● Podany tekst:
···

Zdaniem Die Welt. tegoroczne Biennale pod batutą Artura Żmijewskiego osiągnęło stadium beznadziejnej prowokacji. A samemu artyście z Berlinem i Niemcami nie skojarzyło nic poza przeszłością historyczną i dlatego odtworzył on z grupą statystów w parku nad Szprewą bitwę o Berlin z 1945 roku. „Przy tym faworyzował na Biennale przede wszystkim obiekty przeładowane symboliką lub takie, które nie do końca są obiektami sztuki”- uważa Die Welt, za przykład podając 320 brzózek, które polski artysta Łukasz Surowiec przywiózł na wystawę z okolicy byłego obozu koncentracyjnego Birkenau.(...)

···

● Polecenia:
• 1. Ile brzózek Łukasz Surowiec przywiózł na wystawę według tekstu o Biennale?
• 2. Oceń, czy poniższe zdania zgadzają się z tekstem o Biennale:
(a) Według Die Welt Biennale osiągnęło stadium beznadziejnej prowokacji.
(b) Bitwę o Berlin odtworzono w parku nad Wisłą.
(c) Łukasz Surowiec jest niemieckim artystą.
• 3. Przepisz cały fragment tekstu o Biennale od słów „Zdaniem Die Welt.” aż do słów „obozu koncentracyjnego Birkenau.(...)”, zamieniając „statystów” na „wolontariuszy”.

● Wybrane rekordy:
···

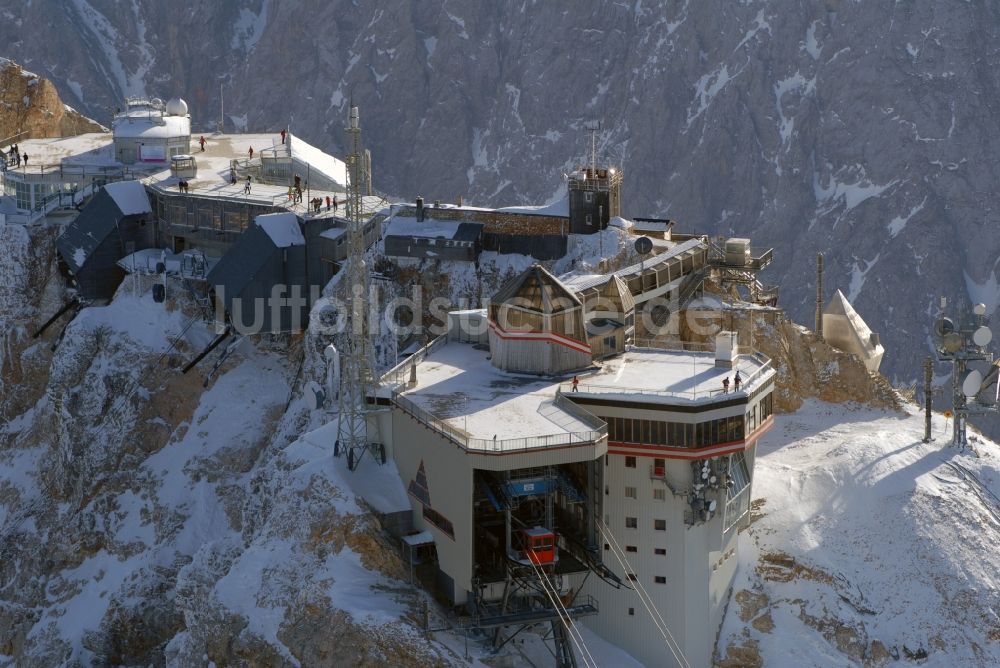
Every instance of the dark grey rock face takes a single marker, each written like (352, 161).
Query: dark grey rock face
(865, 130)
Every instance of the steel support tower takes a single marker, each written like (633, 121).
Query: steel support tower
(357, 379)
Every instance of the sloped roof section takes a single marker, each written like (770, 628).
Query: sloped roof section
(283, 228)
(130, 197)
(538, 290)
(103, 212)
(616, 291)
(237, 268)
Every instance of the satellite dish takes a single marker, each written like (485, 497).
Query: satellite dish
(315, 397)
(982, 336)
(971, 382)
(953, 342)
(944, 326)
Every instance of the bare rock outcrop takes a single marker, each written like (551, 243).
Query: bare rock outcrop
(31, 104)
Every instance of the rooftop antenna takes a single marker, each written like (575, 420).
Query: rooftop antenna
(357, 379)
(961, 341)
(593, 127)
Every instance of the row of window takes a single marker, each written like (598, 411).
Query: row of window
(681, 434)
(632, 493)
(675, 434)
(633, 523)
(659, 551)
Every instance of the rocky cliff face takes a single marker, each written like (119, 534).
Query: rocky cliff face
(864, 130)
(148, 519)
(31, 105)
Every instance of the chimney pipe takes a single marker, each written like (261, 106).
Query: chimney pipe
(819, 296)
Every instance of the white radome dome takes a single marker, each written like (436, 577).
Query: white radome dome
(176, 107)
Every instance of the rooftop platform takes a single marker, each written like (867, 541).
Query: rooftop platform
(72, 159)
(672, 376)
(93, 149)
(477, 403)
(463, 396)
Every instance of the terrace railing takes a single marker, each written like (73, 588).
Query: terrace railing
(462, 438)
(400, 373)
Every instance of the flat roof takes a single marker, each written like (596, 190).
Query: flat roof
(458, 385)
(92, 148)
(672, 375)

···

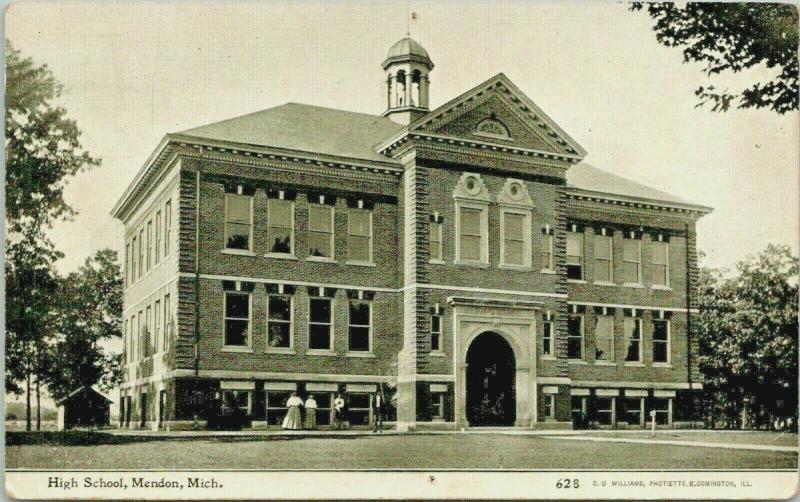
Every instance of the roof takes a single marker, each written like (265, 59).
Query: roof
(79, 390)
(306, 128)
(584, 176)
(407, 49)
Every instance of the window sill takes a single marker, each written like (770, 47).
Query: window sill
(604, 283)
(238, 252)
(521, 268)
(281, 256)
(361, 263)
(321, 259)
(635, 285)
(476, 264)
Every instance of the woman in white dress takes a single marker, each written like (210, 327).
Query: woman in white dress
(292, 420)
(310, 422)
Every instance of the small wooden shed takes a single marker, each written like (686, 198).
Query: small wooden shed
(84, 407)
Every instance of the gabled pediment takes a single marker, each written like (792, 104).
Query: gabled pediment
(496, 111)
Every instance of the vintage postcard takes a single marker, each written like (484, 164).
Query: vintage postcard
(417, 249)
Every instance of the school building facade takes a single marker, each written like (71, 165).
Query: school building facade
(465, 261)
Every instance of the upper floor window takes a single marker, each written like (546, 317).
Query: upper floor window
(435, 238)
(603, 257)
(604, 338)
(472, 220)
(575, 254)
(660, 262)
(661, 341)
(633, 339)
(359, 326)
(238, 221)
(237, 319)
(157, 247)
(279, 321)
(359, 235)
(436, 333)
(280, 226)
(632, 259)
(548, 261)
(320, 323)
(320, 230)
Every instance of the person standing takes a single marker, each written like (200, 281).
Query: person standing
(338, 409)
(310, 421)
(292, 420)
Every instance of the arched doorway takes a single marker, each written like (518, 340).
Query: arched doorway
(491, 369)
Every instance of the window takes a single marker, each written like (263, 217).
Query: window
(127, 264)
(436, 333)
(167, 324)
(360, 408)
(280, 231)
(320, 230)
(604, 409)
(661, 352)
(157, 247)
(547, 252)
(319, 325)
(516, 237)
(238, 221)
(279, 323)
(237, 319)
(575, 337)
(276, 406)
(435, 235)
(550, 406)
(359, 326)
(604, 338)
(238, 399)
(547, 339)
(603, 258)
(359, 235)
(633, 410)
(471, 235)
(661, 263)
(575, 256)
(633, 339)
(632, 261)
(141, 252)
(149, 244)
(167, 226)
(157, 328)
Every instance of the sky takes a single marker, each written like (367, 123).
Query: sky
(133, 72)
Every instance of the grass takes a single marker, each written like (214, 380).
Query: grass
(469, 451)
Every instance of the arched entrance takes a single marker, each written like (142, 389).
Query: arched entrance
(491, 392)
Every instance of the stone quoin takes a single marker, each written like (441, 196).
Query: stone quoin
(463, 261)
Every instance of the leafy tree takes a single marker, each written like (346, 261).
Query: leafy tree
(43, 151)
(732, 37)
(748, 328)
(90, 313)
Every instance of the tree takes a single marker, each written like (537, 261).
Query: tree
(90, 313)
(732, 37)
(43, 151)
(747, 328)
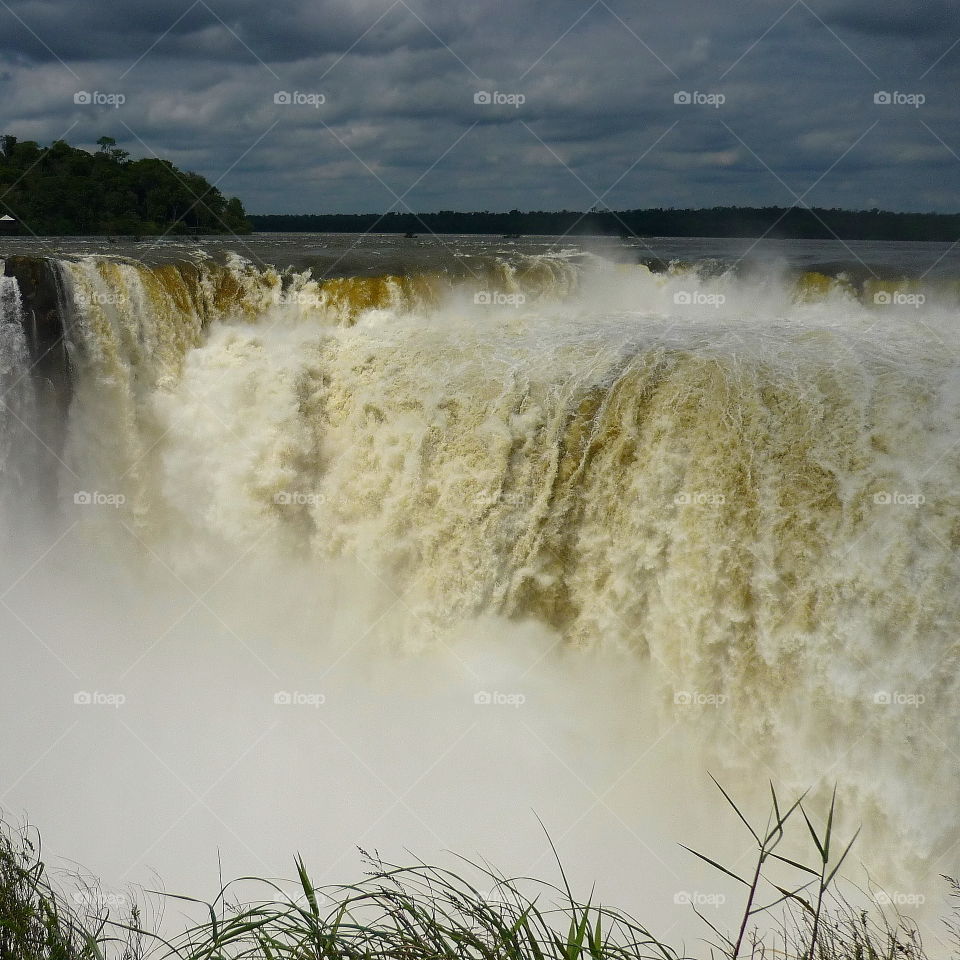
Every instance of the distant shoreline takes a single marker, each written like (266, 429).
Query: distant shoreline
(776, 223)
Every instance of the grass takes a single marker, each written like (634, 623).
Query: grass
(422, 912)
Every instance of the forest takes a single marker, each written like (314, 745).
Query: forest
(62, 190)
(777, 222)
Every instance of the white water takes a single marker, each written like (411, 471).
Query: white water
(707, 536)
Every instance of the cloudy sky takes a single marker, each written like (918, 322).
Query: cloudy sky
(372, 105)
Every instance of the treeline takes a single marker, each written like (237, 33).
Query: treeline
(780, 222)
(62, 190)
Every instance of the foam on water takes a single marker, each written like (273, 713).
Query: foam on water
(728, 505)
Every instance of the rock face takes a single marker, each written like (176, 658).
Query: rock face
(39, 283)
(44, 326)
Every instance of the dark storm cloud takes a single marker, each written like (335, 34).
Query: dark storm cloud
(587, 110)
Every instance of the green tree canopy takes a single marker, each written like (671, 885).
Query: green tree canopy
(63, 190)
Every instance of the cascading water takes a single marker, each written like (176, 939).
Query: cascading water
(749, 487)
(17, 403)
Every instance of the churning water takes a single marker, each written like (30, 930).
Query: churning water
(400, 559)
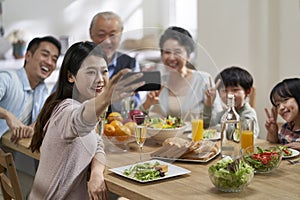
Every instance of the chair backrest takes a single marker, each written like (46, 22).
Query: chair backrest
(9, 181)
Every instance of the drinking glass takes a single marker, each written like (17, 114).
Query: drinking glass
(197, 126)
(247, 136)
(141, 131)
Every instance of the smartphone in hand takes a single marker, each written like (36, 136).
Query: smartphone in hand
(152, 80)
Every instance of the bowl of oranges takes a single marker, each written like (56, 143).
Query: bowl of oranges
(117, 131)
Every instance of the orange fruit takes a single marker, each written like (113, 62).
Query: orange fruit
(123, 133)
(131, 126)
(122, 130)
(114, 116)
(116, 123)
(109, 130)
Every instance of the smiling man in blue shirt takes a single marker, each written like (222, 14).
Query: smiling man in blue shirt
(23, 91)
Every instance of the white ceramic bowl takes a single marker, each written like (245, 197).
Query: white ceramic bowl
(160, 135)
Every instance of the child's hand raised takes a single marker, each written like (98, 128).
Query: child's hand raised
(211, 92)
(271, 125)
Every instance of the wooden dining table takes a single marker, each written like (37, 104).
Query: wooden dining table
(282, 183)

···

● Wyniki zadań:
• 1. 320 brzózek.

• 2.
(a) Tak: „osiągnęło stadium beznadziejnej prowokacji”.
(b) Nie: „w parku nad Szprewą”.
(c) Nie: „polski artysta Łukasz Surowiec”.

• 3.
Zdaniem Die Welt. tegoroczne Biennale pod batutą Artura Żmijewskiego osiągnęło stadium beznadziejnej prowokacji. A samemu artyście z Berlinem i Niemcami nie skojarzyło nic poza przeszłością historyczną i dlatego odtworzył on z grupą wolontariuszy w parku nad Szprewą bitwę o Berlin z 1945 roku. „Przy tym faworyzował na Biennale przede wszystkim obiekty przeładowane symboliką lub takie, które nie do końca są obiektami sztuki”- uważa Die Welt, za przykład podając 320 brzózek, które polski artysta Łukasz Surowiec przywiózł na wystawę z okolicy byłego obozu koncentracyjnego Birkenau.(...)